» **TRY IT**: From first line to last, the records below are to be duplicated exactly.

────────────────────────────────────────

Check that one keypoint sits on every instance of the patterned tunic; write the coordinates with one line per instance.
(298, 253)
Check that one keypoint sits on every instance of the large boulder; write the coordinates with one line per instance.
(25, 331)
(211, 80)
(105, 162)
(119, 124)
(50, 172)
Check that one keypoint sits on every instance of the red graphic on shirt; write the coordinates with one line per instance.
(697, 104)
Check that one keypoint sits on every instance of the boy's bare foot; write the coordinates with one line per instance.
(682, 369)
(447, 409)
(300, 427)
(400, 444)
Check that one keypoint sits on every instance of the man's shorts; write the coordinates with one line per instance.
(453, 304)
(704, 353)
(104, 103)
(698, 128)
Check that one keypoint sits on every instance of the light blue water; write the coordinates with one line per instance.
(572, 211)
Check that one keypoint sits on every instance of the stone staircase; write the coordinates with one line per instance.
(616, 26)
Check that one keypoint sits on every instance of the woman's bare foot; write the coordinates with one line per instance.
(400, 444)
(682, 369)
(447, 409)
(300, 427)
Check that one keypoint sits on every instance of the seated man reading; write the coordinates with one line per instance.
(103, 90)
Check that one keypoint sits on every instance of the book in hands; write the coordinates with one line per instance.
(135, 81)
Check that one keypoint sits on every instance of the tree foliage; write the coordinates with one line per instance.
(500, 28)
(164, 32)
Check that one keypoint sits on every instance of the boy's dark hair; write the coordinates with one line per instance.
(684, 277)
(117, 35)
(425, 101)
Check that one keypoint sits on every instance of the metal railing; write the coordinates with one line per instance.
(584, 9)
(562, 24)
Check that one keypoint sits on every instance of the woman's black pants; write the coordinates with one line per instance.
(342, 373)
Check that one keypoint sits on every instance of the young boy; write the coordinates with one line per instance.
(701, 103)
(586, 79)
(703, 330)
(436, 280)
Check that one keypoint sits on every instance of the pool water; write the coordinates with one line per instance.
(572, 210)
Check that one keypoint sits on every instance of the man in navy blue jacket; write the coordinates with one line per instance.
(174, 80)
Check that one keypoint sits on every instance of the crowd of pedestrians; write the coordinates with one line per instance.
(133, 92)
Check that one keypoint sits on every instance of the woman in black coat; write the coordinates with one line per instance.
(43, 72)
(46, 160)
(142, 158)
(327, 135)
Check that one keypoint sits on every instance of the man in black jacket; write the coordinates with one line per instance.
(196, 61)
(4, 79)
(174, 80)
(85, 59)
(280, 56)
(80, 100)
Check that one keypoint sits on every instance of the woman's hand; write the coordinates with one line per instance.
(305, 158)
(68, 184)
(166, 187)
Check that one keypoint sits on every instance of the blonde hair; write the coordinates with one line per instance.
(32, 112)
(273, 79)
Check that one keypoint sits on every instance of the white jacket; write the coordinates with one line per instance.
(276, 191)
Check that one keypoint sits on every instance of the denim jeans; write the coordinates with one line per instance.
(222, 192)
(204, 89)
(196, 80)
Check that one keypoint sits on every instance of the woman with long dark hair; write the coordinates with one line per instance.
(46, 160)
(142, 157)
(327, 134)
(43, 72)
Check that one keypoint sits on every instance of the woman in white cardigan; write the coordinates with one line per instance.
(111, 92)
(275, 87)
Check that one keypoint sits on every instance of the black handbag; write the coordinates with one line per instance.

────────────────────────────────────────

» **EXERCISE ANSWER**:
Check that one keypoint sits on every instance of the patterned tunic; write the coordinates with one line per instance.
(298, 253)
Check that one keypoint sits on every instance of the large boulder; write the coordinates with one line per instance.
(25, 331)
(211, 80)
(105, 162)
(119, 124)
(50, 172)
Check that one keypoint sits on every instance of the red graphic on shirt; write the coordinates with one line per instance.
(697, 104)
Check that one keypoint sits on every instance of the boy's bare foot; write the coordinates with one line per instance.
(682, 369)
(447, 409)
(300, 427)
(400, 444)
Check that one keypoint sits on every instance of the man's shorts; write the coordinates with one line per instance.
(453, 304)
(704, 353)
(104, 103)
(698, 128)
Check that one keypoint sits on every instance of the light blue water; write the coordinates with one line per instance.
(572, 211)
Check that one keypoint sits on every instance of the stone staircase; write the coordinates with one line per instance.
(616, 26)
Check that one keypoint sits on every instance of the woman's bare foot; write the coordinates with one line per instance.
(400, 444)
(682, 369)
(447, 409)
(300, 427)
Check that one keypoint sits on every instance of the seated man reading; write the coordinates with one line per instance.
(103, 90)
Check that one keypoint sits on every instance of the book in hands; write the coordinates with one line per instance.
(135, 81)
Check that one keypoint sits on every instance of the tree foliage; write the coordinates with one line per instance.
(500, 28)
(164, 32)
Check that one keypoint sits on every instance of the boy's dark hair; write the coordinates with one line per instance.
(684, 277)
(117, 35)
(425, 101)
Check that one keypoint sits on every instance of the metal railing; write the coordinates with one line per instance.
(584, 9)
(562, 24)
Check that one keypoint sits on every instance of the woman's black pants; write the coordinates with one line per instance.
(342, 373)
Check that one keypoint sits on every instance of the young boy; write the coordinates with one line per instance.
(701, 103)
(586, 79)
(703, 330)
(436, 280)
Check that one keypoint sits on every instance of the pool water; write the coordinates with one line per instance.
(572, 210)
Check that one keypoint sits on every instance of the man in navy blue jacket; write the coordinates with one line per instance.
(174, 80)
Check that one keypoint sits on every instance of the crowd of pedestrians; write the coordinates with one line per instance.
(133, 92)
Check that one keypoint sits on every instance of the woman in black coat; write the coordinates with one line per instance.
(43, 72)
(46, 160)
(142, 158)
(327, 135)
Check that one keypoint sits on every instance of the man in black jacket; write the coordinates with one line per instance.
(196, 61)
(4, 79)
(174, 80)
(85, 59)
(280, 56)
(80, 100)
Check that one keypoint sits on every instance of the woman's hand; write the coordinates with one line per instance.
(305, 158)
(68, 184)
(166, 187)
Check that one keypoint sits on every instance of the blonde hair; write the coordinates with one line per instance.
(32, 112)
(273, 79)
Check that one keypoint sits on every instance of the white jacket; write the coordinates with one line per instance.
(276, 191)
Check that one keypoint sits on every instance of the denim jeans; write the coordinates with one line per instance.
(222, 192)
(204, 89)
(196, 80)
Check that one keypoint sits on every instance of the woman with long dark hair; write the coordinates with one line per instance.
(46, 160)
(142, 157)
(327, 134)
(43, 72)
Check that one keypoint sits on every instance of the woman in white cardigan; write the coordinates with one line per instance.
(111, 92)
(275, 87)
Check that one keypoint sits on every instance of the black handbag; write the coordinates with one line per instance.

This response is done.